(INPUT ROWS):
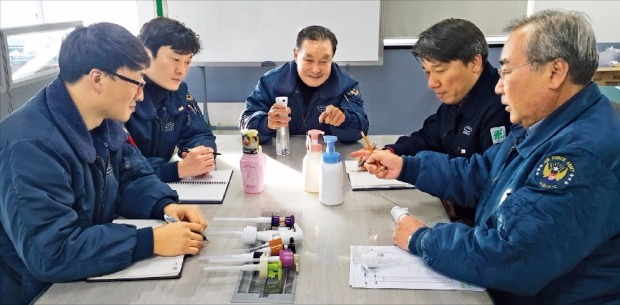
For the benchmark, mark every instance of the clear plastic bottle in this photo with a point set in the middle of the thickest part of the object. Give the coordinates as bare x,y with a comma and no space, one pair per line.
282,134
311,168
252,163
330,181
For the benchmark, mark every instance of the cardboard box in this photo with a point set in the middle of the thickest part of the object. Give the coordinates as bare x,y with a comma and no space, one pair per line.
607,76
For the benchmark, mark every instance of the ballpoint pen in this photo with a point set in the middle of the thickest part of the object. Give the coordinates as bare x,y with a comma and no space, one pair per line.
170,219
369,147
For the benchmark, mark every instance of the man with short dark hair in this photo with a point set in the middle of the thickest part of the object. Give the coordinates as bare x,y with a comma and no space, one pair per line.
169,117
471,118
68,171
547,229
321,94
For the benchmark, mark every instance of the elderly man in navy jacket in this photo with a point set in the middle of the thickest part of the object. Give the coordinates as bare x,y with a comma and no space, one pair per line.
320,94
68,171
547,229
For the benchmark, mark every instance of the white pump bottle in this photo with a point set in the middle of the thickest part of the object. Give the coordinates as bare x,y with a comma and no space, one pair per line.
312,161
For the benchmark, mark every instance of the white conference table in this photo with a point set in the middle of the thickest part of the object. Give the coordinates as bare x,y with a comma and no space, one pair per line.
329,231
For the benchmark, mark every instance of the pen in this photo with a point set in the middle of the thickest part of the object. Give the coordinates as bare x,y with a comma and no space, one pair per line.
185,149
370,147
170,219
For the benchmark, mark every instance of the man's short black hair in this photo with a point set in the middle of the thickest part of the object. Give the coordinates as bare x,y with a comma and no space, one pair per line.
451,39
316,33
104,46
164,31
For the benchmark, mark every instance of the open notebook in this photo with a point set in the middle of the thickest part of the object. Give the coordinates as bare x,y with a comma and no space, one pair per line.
156,267
361,180
209,188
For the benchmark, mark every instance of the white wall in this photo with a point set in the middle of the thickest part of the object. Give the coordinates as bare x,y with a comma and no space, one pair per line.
604,15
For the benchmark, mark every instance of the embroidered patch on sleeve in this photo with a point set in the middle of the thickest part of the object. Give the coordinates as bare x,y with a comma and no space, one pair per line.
498,134
555,172
355,91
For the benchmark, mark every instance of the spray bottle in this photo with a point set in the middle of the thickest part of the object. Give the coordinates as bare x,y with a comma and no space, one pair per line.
330,181
252,162
312,161
282,134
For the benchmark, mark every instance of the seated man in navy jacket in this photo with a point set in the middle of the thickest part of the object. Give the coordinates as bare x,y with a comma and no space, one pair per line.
169,118
547,228
471,118
68,171
320,94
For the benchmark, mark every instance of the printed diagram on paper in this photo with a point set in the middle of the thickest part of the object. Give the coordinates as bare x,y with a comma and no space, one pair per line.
391,267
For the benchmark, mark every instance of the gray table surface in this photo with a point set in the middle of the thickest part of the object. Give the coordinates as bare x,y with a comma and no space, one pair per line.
329,231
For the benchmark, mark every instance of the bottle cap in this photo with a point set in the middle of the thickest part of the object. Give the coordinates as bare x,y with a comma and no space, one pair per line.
249,141
312,140
330,155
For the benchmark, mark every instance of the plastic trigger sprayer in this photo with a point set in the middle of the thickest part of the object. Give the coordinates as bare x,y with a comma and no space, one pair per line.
312,161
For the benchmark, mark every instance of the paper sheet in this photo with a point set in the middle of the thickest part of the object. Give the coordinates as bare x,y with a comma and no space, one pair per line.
406,271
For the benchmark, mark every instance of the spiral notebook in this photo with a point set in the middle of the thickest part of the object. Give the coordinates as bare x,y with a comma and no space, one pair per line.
209,188
155,267
361,180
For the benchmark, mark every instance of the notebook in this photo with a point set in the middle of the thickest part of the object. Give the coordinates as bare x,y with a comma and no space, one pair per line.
361,180
209,188
156,267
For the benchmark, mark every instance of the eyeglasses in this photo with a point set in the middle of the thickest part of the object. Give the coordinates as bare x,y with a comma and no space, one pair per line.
129,80
507,70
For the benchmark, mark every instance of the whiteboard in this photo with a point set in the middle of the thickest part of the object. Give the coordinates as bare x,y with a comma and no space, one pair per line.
258,31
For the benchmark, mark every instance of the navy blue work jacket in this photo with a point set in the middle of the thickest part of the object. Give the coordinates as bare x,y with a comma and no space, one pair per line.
547,228
340,90
60,188
462,130
174,122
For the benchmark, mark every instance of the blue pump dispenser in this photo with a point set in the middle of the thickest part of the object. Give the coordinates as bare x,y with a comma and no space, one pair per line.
330,155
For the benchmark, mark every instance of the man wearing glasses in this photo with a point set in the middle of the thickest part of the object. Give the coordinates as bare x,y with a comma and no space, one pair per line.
547,229
453,53
68,171
169,118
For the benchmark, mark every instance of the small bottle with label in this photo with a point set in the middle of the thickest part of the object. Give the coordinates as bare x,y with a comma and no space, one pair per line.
311,168
330,181
282,134
252,163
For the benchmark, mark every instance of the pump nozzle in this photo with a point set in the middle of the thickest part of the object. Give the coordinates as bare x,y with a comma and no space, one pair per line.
312,140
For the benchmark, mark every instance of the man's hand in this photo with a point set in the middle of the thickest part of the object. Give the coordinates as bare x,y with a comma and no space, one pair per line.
332,116
407,225
187,213
278,116
390,164
198,161
177,238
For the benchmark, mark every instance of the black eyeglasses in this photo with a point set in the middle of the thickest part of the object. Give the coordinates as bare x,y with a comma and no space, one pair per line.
129,80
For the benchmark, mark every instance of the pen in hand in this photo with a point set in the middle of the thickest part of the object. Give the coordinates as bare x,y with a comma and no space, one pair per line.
170,219
369,147
185,149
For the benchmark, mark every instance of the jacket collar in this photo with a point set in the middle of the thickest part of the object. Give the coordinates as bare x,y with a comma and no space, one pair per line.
286,82
559,118
66,115
146,108
480,91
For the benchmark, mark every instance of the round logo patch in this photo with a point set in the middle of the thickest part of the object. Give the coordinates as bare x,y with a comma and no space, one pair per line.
555,172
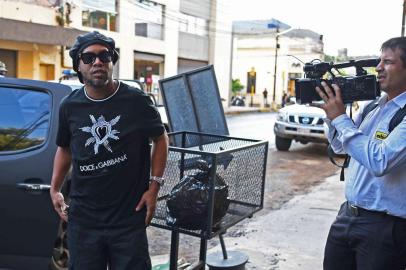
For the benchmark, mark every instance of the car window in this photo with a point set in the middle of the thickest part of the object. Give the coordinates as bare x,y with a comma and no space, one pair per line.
24,118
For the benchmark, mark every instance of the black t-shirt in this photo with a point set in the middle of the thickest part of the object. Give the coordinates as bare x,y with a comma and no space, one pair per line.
109,142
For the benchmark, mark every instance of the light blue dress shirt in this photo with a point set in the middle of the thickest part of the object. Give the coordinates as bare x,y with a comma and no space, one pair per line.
376,176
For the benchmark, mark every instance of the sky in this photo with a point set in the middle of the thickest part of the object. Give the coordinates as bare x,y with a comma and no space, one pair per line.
361,26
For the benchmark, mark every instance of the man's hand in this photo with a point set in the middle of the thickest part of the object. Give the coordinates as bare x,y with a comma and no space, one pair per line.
149,199
59,205
333,104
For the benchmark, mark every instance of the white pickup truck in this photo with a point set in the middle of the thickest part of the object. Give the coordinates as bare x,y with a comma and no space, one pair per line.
301,123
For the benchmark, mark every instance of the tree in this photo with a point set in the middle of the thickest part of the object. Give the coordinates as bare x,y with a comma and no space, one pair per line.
236,86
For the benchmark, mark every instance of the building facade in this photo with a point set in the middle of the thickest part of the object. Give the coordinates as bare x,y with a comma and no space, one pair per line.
254,49
155,39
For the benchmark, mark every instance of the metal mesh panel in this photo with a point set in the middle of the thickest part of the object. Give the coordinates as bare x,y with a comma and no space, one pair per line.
240,162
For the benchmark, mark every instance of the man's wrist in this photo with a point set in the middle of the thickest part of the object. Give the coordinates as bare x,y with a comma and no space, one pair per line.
160,180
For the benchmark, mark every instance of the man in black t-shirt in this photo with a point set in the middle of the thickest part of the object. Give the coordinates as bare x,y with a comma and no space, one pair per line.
104,132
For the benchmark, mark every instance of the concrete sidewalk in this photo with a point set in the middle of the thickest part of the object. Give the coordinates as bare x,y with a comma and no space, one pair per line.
294,236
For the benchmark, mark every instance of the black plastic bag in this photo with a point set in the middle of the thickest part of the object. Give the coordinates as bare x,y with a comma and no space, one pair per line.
187,204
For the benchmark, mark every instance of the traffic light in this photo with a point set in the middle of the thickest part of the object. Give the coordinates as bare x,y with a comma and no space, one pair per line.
251,81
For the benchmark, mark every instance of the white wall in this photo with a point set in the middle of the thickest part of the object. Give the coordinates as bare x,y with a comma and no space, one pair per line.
27,12
220,45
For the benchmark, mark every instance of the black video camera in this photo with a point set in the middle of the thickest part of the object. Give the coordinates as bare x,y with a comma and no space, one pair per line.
353,88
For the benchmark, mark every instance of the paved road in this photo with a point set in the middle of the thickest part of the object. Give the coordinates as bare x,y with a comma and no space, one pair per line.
253,126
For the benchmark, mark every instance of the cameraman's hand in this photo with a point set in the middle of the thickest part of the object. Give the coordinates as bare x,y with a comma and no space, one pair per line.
59,205
333,104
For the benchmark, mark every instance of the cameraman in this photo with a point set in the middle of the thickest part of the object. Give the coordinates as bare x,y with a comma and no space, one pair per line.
370,229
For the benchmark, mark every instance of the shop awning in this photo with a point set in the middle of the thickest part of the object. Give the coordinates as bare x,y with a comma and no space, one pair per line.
37,33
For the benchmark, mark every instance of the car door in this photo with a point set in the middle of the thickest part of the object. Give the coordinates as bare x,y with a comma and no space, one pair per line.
28,127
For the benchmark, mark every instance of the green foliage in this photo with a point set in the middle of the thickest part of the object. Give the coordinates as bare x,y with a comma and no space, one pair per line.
236,86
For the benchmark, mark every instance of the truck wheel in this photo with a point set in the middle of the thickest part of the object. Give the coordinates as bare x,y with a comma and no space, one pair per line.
282,144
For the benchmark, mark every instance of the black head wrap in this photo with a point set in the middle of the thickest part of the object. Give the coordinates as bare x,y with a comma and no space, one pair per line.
84,41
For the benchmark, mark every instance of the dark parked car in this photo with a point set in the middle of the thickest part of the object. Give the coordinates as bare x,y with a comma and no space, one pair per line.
29,227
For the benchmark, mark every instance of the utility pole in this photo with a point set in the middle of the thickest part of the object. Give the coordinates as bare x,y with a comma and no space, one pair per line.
403,18
276,63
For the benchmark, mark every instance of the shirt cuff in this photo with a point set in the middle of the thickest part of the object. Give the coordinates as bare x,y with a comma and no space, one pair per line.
341,122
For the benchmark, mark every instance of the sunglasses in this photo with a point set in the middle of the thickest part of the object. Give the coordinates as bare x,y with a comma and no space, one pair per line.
90,58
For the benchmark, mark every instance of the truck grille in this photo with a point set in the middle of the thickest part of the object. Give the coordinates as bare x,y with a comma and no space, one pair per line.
305,120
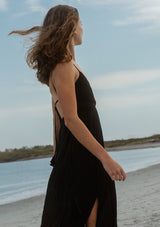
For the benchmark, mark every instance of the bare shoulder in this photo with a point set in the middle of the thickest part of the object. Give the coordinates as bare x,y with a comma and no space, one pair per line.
63,71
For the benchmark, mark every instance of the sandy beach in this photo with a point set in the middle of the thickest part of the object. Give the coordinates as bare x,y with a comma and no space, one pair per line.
137,199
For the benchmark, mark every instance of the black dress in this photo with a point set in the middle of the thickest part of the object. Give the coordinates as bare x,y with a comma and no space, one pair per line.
78,177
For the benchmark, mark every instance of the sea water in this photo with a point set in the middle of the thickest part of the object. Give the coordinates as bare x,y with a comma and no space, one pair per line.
25,179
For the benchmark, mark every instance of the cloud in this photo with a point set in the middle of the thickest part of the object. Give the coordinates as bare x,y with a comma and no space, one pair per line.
124,79
140,12
128,101
3,5
35,6
26,111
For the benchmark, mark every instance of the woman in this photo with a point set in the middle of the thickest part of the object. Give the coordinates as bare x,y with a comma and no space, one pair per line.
81,188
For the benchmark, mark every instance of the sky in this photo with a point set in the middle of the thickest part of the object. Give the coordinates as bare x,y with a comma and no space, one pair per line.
120,56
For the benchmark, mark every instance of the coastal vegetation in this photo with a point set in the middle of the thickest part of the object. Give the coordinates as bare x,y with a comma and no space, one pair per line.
26,153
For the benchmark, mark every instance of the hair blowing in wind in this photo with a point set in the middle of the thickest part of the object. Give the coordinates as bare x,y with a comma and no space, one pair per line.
51,44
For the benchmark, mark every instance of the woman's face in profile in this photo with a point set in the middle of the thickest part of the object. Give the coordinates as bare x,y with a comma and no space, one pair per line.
78,33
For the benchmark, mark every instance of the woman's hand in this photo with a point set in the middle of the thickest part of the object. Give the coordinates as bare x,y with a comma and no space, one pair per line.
114,170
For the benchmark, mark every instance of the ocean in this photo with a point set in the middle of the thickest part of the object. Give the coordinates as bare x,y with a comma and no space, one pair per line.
24,179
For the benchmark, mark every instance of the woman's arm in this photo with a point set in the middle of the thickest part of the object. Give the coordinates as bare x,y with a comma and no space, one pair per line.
65,87
63,77
54,136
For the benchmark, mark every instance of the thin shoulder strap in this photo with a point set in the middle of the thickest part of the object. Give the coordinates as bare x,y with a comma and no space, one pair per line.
54,87
76,67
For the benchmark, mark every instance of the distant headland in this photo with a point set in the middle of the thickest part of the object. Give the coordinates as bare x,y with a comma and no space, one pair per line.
27,153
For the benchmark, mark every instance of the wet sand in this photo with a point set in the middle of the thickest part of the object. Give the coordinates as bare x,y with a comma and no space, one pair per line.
138,203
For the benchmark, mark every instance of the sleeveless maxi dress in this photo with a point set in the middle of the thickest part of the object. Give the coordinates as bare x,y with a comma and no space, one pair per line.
78,177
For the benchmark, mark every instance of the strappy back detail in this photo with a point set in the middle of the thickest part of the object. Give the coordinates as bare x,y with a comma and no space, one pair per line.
61,118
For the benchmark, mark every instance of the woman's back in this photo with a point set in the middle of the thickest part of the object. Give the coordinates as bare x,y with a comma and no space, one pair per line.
78,177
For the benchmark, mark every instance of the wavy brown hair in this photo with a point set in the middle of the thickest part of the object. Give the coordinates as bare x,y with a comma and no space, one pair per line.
51,45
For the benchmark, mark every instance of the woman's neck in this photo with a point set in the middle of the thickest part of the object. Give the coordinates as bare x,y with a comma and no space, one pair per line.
72,51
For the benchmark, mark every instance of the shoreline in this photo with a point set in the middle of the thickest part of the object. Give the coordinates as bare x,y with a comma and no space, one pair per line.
135,197
108,149
134,146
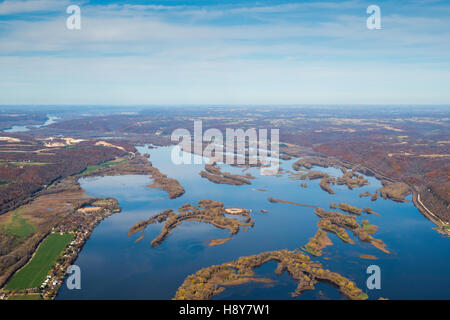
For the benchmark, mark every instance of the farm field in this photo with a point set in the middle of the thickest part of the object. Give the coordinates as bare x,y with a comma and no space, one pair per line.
33,274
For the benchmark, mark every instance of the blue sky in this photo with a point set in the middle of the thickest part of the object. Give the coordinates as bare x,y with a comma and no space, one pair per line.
171,52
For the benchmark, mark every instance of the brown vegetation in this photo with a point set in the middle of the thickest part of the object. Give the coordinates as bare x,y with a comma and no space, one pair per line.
210,281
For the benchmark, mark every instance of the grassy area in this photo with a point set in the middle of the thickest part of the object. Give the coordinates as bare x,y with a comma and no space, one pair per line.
18,226
101,165
25,297
34,273
24,163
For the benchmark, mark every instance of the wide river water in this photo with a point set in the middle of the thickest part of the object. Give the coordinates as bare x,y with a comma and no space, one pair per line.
114,266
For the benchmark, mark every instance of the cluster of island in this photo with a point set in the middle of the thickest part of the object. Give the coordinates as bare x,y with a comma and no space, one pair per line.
206,211
209,282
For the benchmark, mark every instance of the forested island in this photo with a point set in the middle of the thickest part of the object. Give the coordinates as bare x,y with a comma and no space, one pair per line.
209,282
207,211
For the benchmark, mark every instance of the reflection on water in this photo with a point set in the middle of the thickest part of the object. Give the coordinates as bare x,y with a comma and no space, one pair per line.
50,120
115,267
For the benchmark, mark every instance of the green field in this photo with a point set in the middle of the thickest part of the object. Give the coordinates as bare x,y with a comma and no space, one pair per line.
25,297
34,273
18,226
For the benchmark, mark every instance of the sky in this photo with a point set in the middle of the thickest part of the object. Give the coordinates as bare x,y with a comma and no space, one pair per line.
209,52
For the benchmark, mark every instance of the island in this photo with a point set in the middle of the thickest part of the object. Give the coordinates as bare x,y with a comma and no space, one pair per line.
207,211
209,282
215,174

(EXERCISE BRIEF): Quote exactly and only the lines from the one holding "For the benchmark, mark every instance of the grassy" through the end of the data.

(ANSWER IN FULL):
For the benchmark, mark every instance of the grassy area in this photo with a point set in the middle of the thickest part of the object. Give the coordinates as bare x,y with a comma and no space, one pair per line.
18,226
101,165
25,297
34,273
24,163
For the benchmark, mark every instance of the wide river water in this photo with a point set in the middle of the thickest part of the object. Give the coordinates as bare x,y with a comma and no space, one pair per line.
114,266
For the benchmark, mark every instance of the cluster of island in this photo with a point set in the middle of the thickest part of the object. Give the coordinates as bare x,y with a comma and no space, one pair per line.
206,211
209,282
For the benchmark, mark every instance of the forested island in this photo with a point set in the middle of the thickest part of the object. Give the coordinates as bare x,y with a comma and no space, one pair per line.
209,282
207,211
For the benchmark, mark every instance of the reflection on water in this photo with a point set in the middle of the thickest part of the object. Give the coordinates as bare x,y with a comma and no space, one pair per line.
50,120
115,267
For the benchmark, mark every instance of the green field in this photo with a point set in the middle of the thickest part of the object. Give the coordinates as bare x,y with a comma and no space, one pair per line.
25,297
34,273
18,226
For the benchmark, mark every instance of the sky in this photo with a point set in the middle of the thickest part of the object. Give the coordinates as bare x,y with a comma and no space, one pair per line.
209,52
For the benchmark, mark every instance of the island in this photo with a point set in the middle of the thickest part of the object. Give the coordinates as bare x,y with a comma and no space, one pair per line.
207,211
209,282
215,174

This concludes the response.